Вначале Уилфорд рассмеялся и назвал случившееся недоразумением. Когда же де Альмейда заявил, что уходит от него, он сразу стал серьезным и сказал: «Отлично. Но запомните — я никогда никого не беру обратно»[427]. Уходившие от него дирижеры — а решившихся на это было очень немного — понимали, что им будет трудно получить хороший ангажемент в США.
Доверяя своим инстинктам, Уилфорд предпочитал сам выбирать дирижеров и не любил, когда они обращались к нему по собственной инициативе. Урсула Стернберг, жена человека, рассказавшего Уилфорду о Марсо, пришла к нему в 1967 году, чтобы обсудить перспективы своего мужа после их возвращения в США. «Он был очень плохо расположен, холоден и неконструктивен, — сказала она. — Он показал мне ящик и сказал, что в нем полно дирижеров, которые там и останутся. Я выбежала на 57-ю улицу в слезах»[428].
Хосе Серебриеру, уругвайцу, работавшему в середине шестидесятых годов с Леопольдом Стоковским в его последнем коллективе, Американском симфоническом оркестре, посоветовали переговорить с Уилфордом. «Он встретил меня словами: "Вам надо уйти от Стоковского. Этот человек разрушает оркестры"». Серебриер, проглотив оскорбление, нанесенное его кумиру, достал рецензии на свои последние концерты в Нью-Йорке. «Это меня не интересует, — сказал Уилфорд. — Все мои дирижеры получают плохие рецензии, но у всех есть работа»[429].
Наблюдая за полными надежд претендентами, толпившимися перед дверью его кабинета, Уилфорд громко смеялся над их неловким видом. «Кто-то из них пришел и сказал мне: "Я — величайший дирижер в мире". Я встал и ответил: "Ну что ж, приятно познакомиться с вами. Вы, по-видимому, во мне не нуждаетесь". Больше я об этом человеке не слышал. Ясно, что таким образом никто дел не делает», — усмехался он, рассказывая эту историю интервьюеру с Би-си-си[430].
Единственным, что роднило его с Джадсоном, помимо демонического стиля работы, было поразительное ощущение времени. Уилфорд возглавил отдел как раз тогда, когда на сцену вышла целая плеяда талантливых молодых дирижеров, может быть последняя, которую суждено было увидеть миру. В нее входили итальянцы Клаудио Аббадо и Риккардо Мути, американцы Андре Превен[431]*, Джеймс Ливайн и Майкл Тилсон Томас[432]*, немцы Карлос Клайбер и Курт Мазур[433]*; в Голландии появился Бернард Хайтинк, в Англии — Колин Дэвис[434]*, на американской сцене блистал японец Сейджи Озава. Маазель, Мета[435]* и Баренбойм, входившие в окружение Стерна, в сети Уилфорда не попали.
Позднее Уилфорд приписывал себе заслуги в открытии этого поколения. «Я работал с большинством из тех, чьи дела сегодня веду, еще до расцвета их карьеры, — говорил он. — Аббадо был ассистентом в Нью-Йоркском филармоническом; никто его не знал. Когда я встретился с Мути, он был просто молодым флорентийским парнем. Озава, совсем еще мальчик, хотел получить въездную визу в США. Превен работал пианистом в джазе, он продирижировал одним-единственным концертом, и это я сказал ему, что он должен стать дирижером. Я делал то, во что верил. Я делал это еще до прихода в "Коламбию"; у меня был собственный бизнес»[436]. Именно таким он хотел представить себя — преданным менеджером, ставшим благодаря своему чутью на таланты «делателем королей» в классической музыке. Конечно, этот образ не составлял и половины портрета невероятно противоречивой личности.

◆ **ИСХОДНЫЕ ДАННЫЕ**:
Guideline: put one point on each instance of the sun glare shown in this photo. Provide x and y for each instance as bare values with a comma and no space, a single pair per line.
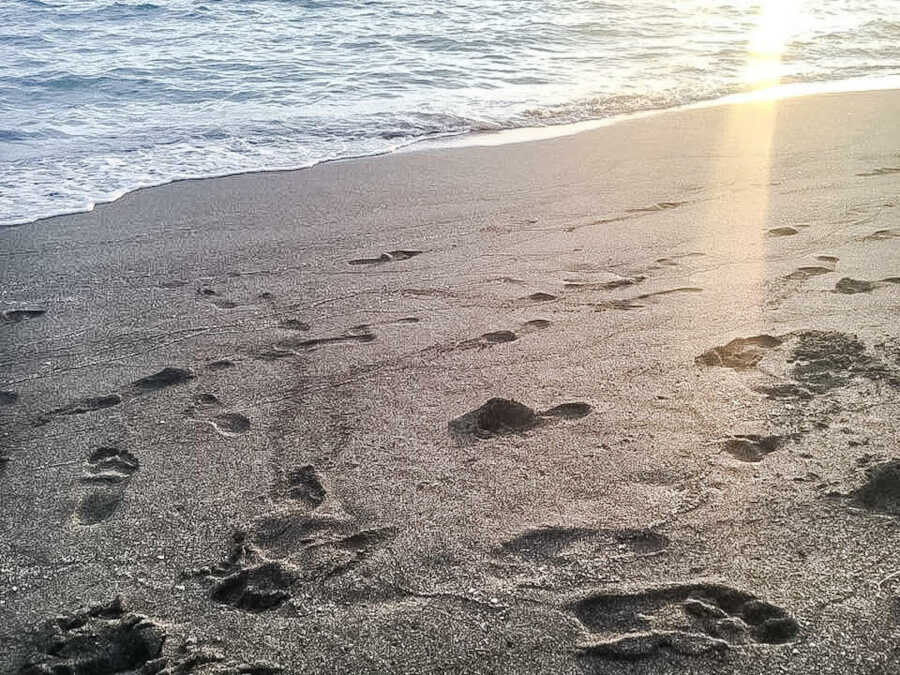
777,19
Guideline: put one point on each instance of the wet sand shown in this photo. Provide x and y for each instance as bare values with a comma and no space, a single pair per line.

◆ **ЗАДАНИЕ**:
В каком году, согласно фрагменту текста, Урсула Стернберг пришла к Уилфорду обсудить перспективы своего мужа? Перечень здесь никак не используется.

◆ **ОТВЕТ**:
В 1967 году.